Given instruction - Copy out the lines of the material below that run from the line holding "Target: orange safety netting" through the final line of the material, inclusive.

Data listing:

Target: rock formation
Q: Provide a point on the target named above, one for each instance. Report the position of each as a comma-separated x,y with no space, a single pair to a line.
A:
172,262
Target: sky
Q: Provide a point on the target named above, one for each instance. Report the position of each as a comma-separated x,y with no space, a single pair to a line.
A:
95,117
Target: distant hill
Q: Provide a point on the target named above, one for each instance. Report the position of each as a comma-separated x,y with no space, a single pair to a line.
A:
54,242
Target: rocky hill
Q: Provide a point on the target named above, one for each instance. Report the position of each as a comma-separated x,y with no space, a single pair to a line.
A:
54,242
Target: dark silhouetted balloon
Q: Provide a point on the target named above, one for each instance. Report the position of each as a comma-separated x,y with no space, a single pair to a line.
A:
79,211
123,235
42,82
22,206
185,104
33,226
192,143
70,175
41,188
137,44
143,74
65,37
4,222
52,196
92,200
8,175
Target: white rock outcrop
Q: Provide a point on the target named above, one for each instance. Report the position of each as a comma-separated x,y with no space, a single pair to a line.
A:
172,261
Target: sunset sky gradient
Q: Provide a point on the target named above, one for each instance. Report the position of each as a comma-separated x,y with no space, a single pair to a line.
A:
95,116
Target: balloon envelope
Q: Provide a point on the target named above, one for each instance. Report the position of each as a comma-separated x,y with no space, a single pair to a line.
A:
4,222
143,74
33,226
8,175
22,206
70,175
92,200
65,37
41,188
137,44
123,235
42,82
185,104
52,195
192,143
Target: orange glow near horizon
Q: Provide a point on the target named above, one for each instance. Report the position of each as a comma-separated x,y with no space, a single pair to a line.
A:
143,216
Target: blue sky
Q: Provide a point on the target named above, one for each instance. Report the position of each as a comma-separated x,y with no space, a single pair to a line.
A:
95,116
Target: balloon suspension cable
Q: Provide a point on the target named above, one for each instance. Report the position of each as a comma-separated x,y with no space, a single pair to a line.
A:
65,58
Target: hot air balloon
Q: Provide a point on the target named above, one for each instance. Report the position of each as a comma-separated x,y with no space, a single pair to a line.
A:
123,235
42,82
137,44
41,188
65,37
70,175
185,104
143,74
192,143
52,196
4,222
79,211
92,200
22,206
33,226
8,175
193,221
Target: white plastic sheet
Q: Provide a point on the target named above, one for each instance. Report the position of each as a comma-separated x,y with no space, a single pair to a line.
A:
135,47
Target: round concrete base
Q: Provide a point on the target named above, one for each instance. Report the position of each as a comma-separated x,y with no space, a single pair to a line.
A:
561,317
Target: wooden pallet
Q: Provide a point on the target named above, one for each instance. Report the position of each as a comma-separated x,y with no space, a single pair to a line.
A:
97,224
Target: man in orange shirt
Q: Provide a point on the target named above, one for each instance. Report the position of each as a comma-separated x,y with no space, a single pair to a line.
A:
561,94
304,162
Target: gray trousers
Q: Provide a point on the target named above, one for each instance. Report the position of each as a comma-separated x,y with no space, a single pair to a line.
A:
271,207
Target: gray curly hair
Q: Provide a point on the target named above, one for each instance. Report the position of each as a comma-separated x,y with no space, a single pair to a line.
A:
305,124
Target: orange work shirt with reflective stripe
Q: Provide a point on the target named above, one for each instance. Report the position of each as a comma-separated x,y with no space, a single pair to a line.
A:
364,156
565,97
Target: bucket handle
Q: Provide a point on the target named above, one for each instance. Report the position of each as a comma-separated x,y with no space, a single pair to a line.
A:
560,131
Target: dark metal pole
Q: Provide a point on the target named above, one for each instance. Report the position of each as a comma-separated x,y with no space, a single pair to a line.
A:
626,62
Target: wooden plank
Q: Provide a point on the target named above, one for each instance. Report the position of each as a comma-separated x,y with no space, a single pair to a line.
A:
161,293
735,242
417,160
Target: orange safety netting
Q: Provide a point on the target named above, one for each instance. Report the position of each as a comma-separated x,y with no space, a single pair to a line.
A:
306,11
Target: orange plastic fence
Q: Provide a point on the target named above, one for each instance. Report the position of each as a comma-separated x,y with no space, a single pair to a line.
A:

Solution to this problem -
Target: orange safety netting
Q: Provide a point on the target named above, one for each instance. Report the position of each as a comma-separated x,y with no space, a single pair to a line.
A:
306,11
Target: orange plastic fence
Q: Provide a point on the target named above, one for each instance. Report the position of each as a comma-separated x,y with no space, a single pair to a line.
A:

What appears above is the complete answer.